# Fiberglass dory as a microskiff



## Brett (Jul 16, 2008)

http://www.duxburydory.com/

Classic hull in fiberglass, designed originally as a workboat.
I had a sailboat version of that hull, used it in Biscayne Bay for years.




> Specifications
> L.O.A. 15'7"
> Beam 76"
> Draft 8"
> ...


----------



## chip_haywood (May 5, 2009)

Thats a cool looking boat  bet it would be a great bay boat


----------



## Kemo (Jun 22, 2008)

I'll be first:

Looks tippy 

Kemo


----------



## clwpaddler (Mar 4, 2007)

That was my first concern but surfing the web indicates that boats similar in design to this are quite stable.


----------



## paint it black (Nov 3, 2007)

> That was my first concern but surfing the web indicates that boats similar in design to this are quite stable.


Around here, when someone says "looks tippy" it's a compliment. It says it somewhere on one of the forum guides or something. I remember reading it somewhere a while ago.


----------



## Kemo (Jun 22, 2008)

It was most certainly a compliment. I love that boat! I used to see a lot of boats with that hull shape being used as crab boats on the Chesapeake Bay. And it can really get rough there sometimes, but they'd still be there.

Kemo


----------



## clwpaddler (Mar 4, 2007)

Cool, tks for all the great info, hope to have it at home by tomorrow night and photos will follow!

......

▶ [Work request a]:
List every line of the listing that contains the string "instance", treating case as significant.
The dory thread and the listing come from unrelated sources.

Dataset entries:

......

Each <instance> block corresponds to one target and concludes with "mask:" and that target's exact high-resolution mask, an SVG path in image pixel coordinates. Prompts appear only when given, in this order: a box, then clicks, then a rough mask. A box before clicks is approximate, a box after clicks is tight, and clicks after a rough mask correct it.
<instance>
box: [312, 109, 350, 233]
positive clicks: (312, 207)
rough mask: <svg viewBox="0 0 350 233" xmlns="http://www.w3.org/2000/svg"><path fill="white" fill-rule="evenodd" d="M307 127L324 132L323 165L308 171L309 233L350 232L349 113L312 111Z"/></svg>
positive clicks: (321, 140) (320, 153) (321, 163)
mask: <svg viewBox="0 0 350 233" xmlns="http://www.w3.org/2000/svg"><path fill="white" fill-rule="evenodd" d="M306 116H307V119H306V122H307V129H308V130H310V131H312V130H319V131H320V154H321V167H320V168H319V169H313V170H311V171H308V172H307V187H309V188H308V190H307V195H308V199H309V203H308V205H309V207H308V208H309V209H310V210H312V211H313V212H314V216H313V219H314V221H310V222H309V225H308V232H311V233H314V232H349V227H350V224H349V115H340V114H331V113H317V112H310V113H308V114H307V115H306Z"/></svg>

......

▶ [Work request b]:
Please rewrite the stretch of the dory thread from "## Brett (Jul" through "Bay for years.", changing "sailboat" to "rowboat".

▶ [Expected answer a]:
Each <instance> block corresponds to one target and concludes with "mask:" and that target's exact high-resolution mask, an SVG path in image pixel coordinates. Prompts appear only when given, in this order: a box, then clicks, then a rough mask. A box before clicks is approximate, a box after clicks is tight, and clicks after a rough mask correct it.
<instance>

▶ [Expected answer b]:
## Brett (Jul 16, 2008)

http://www.duxburydory.com/

Classic hull in fiberglass, designed originally as a workboat.
I had a rowboat version of that hull, used it in Biscayne Bay for years.